• _WORK INSTRUCTIONS_
1. List every column defined in the CREATE TABLE statement for the color table in the MySQL forum reply below, with its type.
2. In the MySQL forum reply below, what AUTO_INCREMENT value does the color table's CREATE TABLE output show?
3. Pick up the MySQL forum reply below from its last line and carry it forward.

* begin EXCERPTED TEXT *

Re: stuck on a query

[Gavin Towey]

Three solutions, the first one is not recommended I just showed it for 
fun -- I think the last one is the most efficient:

mysql> show create table job \G
*************************** 1. row ***************************
      Table: job
Create Table: CREATE TABLE `job` (
 `job_id` int(10) unsigned NOT NULL auto_increment,
 `name` varchar(12) default NULL,
 PRIMARY KEY  (`job_id`)
) ENGINE=InnoDB AUTO_INCREMENT=4 DEFAULT CHARSET=latin1
1 row in set (0.00 sec)
mysql> show create table color \G
*************************** 1. row ***************************
      Table: color
Create Table: CREATE TABLE `color` (
 `color_id` int(10) unsigned NOT NULL auto_increment,
 `color` varchar(32) default NULL,
 `job_id` int(10) unsigned default NULL,
 PRIMARY KEY  (`color_id`)
) ENGINE=InnoDB AUTO_INCREMENT=9 DEFAULT CHARSET=latin1
1 row in set (0.02 sec)


mysql> select * from job;
+--------+-------+
| job_id | name  |
+--------+-------+
|      1 | job 1 |
|      2 | job 2 |
|      3 | job3  |
+--------+-------+
3 rows in set (0.00 sec)

* end EXCERPTED TEXT *
* begin RECORDED DATA *

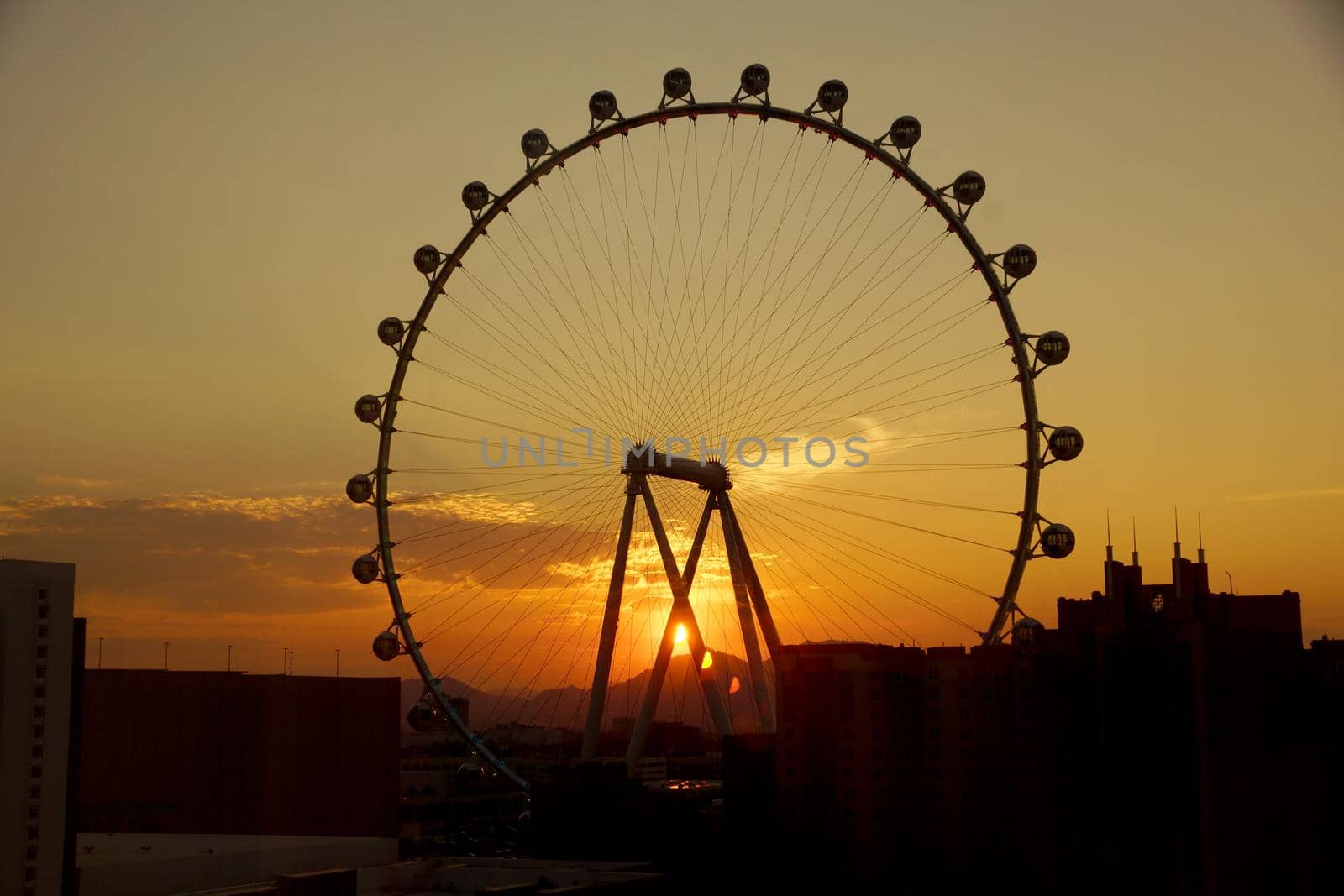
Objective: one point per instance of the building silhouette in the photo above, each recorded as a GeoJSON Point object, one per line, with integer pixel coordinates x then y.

* end RECORDED DATA *

• _EXERCISE ANSWERS_
1.
color_id: int(10) unsigned NOT NULL auto_increment
color: varchar(32) default NULL
job_id: int(10) unsigned default NULL

2. 9

3.
mysql> select * from color;
+----------+---------+--------+
| color_id | color   | job_id |
+----------+---------+--------+
|        1 | yellow  |      1 |
|        2 | cyan    |      1 |
|        3 | black   |      1 |
|        4 | cyan    |      2 |
|        5 | magenta |      2 |
|        6 | black   |      2 |
|        7 | yellow  |      2 |
|        8 | cyan    |      3 |
+----------+---------+--------+
8 rows in set (0.00 sec)

Method #1

mysql> select job_id, GROUP_CONCAT(color) as colors FROM job j JOIN color c 
USING (job_id) GROUP BY job_id HAVING colors LIKE '%cyan%magenta';
+--------+---------------------------+
| job_id | colors                    |
+--------+---------------------------+
|      2 | black,yellow,cyan,magenta |
+--------+---------------------------+
1 row in set (0.01 sec)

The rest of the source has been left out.